**What the task requires:**
In the IPv6 section below, condense the paragraph beginning "The point in time when IPv4 addresses" into a short bulleted list that keeps its main facts.

**Provided text:**
+ + + + + + +

4.7 IPv6
In the early 1990's the Internet Engineering Task force began an effort
to develop a successor to the IPv4 protocol. A prime motivation for
this effort was the realization that the 32-bit IP address space was beginning
to be used up, with new networks and IP nodes being attached to the Internet
(and being allocated unique IP addresses) at a breathtaking rate.
To respond to this need of a large IP address space, a new IP protocol,
IPv6, was developed. The designers of IPv6 also took this opportunity to
tweak and augment other aspects of IPv4, based on the accumulated operational
experience with IPv4.
The point in time when IPv4 addresses would have been completely allocated
(and hence no new networks could have attached to the Internet) was the
subject of considerable debate. Based on current trends in address
allocation, the estimates of the two leaders of the IETF's Address Lifetime
Expectations working group were that addresses would become exhausted in
2008 and 2018 respectively [Solensky 1996]
. In 1996, the American Registry for Internet Number (ARIN)
reported that all of the IPv4 class A addresses have been assigned, 62%
of the class B addresses have been assigned, and 37% of the class C addresses
have been assigned [ARIN 1996]. While
these estimates and numbers suggested that a considerable amount of time
might be left until the IPv4 address space became exhausted, it was realized
that considerable time would be needed to deploy a new technology on such
an extensive scale, and so the "Next Generation IP" (IPng) effort [Bradner
1996], [RFC1752]was begun. An excellent on-line
source of information about IPv6 is The
IP Next Generation Homepage. An excellent book is also available on
the subject [Huitema 1997].
4.7.1 IPv6 Packet Format
The format of the IPv6 packet is shown in Figure 4.7-1. The most important
changes introduced in IPv6 are evident in the packet format:
-
Expanded addressing capabilities. IPv6 increases the size
of the IP address from 32 to 128 bits. This insures that the world
won't run out of IP addresses. Now, every grain of sand on the planet can
be IP-addressable. In addition, the address space contains
new hierarchical structure, allocating portions of the enlarged address
space to geographical regions [RFC 1884].
In addition to unicast and multicast addresses, a new type of address,
called an anycast address, has also been introduced, which allows
a packet addressed to an anycase address to be delivered to any one of
a group of hosts. This feature could be used, for example,
to send an HTTP GET to the nearest of a number of mirror sites that contain
a given document).

+ + + + + + +

**Records from a data collection:**
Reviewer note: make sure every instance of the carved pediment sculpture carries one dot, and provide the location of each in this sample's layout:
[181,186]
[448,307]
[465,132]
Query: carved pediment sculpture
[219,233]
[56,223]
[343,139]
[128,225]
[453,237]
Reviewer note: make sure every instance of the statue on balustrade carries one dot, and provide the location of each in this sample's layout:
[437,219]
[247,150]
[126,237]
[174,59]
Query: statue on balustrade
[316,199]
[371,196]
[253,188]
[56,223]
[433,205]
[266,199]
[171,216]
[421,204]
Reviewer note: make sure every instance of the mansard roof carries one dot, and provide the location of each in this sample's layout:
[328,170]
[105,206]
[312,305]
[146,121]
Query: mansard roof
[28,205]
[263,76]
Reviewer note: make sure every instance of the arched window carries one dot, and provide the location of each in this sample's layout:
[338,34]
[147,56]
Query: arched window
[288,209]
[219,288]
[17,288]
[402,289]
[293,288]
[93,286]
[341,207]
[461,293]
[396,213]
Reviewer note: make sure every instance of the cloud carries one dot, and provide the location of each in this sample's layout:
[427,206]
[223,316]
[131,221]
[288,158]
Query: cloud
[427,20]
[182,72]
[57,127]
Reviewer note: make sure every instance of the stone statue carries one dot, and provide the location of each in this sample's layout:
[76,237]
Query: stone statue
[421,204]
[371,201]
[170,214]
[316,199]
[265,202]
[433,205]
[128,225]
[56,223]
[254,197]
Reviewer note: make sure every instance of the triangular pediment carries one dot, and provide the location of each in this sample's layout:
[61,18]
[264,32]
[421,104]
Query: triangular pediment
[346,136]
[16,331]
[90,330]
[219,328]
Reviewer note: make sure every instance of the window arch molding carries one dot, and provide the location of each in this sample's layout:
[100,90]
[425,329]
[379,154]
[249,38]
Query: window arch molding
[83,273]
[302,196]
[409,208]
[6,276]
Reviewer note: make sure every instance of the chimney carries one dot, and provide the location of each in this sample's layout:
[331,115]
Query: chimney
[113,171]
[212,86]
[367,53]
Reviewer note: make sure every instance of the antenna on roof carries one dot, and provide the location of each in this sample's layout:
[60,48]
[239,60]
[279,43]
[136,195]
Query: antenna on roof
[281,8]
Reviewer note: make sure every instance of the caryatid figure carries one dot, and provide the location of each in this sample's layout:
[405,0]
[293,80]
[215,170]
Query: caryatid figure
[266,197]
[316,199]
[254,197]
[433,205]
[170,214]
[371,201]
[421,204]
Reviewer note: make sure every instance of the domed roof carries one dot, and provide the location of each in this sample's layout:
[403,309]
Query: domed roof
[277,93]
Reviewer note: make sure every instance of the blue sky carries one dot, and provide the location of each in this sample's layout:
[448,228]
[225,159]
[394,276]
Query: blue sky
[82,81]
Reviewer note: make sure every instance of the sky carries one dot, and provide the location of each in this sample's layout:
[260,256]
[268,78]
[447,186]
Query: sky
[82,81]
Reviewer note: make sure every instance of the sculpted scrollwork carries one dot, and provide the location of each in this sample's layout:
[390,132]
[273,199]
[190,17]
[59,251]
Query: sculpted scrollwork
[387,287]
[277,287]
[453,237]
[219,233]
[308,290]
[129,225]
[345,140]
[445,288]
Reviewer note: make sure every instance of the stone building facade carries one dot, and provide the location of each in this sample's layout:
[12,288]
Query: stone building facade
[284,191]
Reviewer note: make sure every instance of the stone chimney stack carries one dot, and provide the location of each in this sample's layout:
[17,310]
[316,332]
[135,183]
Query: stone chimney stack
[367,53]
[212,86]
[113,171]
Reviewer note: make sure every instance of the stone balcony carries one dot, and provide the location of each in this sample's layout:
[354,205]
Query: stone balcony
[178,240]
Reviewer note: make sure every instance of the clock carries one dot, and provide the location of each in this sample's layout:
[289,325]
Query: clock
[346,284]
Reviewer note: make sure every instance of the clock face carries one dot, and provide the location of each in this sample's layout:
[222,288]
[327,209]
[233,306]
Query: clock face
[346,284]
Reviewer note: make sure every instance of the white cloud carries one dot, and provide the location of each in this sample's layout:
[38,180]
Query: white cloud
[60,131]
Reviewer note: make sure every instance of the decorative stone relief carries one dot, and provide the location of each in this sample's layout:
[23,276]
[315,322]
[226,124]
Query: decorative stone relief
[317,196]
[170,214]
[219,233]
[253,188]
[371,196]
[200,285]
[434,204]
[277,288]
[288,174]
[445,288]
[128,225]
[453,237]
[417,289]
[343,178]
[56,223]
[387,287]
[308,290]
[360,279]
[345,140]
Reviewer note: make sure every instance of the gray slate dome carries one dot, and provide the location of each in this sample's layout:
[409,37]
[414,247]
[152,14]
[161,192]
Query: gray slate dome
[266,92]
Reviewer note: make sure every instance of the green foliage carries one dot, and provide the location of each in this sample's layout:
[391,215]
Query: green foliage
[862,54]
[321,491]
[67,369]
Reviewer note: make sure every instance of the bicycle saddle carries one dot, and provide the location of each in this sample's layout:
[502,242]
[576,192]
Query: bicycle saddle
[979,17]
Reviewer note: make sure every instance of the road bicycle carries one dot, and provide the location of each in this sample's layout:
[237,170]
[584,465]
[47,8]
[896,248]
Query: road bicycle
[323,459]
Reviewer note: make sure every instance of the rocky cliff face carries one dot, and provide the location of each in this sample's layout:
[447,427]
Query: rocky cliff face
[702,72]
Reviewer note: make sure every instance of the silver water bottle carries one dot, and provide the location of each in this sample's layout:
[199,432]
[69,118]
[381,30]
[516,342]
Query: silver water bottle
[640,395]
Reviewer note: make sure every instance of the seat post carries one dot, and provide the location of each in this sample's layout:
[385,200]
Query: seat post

+ + + + + + +

**Result below:**
- When IPv4 addresses would run out, leaving no room for new networks, was widely debated.
- Based on allocation trends, the two leaders of the IETF's Address Lifetime Expectations working group estimated exhaustion in 2008 and 2018, respectively.
- In 1996, ARIN reported that all class A addresses, 62% of class B addresses, and 37% of class C addresses had been assigned.
- These figures suggested considerable time remained, but deploying a new technology on such a large scale would also take considerable time, so the "Next Generation IP" (IPng) effort was begun.
- Good sources on IPv6 are The IP Next Generation Homepage and a book on the subject [Huitema 1997].